BRIEF ->
Arrange the lines from the one containing "Task: identify the person" through the end of the entries, inclusive, as a Markdown table with the columns Row and Line. Number each row and omit blank lines.

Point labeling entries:
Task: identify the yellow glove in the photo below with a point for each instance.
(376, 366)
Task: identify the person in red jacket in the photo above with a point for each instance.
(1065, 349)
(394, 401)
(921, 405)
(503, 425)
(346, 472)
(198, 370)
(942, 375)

ANSWER TO THE EXERCISE ->
| Row | Line |
|---|---|
| 1 | Task: identify the person in red jacket in the photo above with a point for each instance. |
| 2 | (1065, 349) |
| 3 | (394, 401) |
| 4 | (921, 405) |
| 5 | (503, 425) |
| 6 | (346, 472) |
| 7 | (198, 370) |
| 8 | (942, 375) |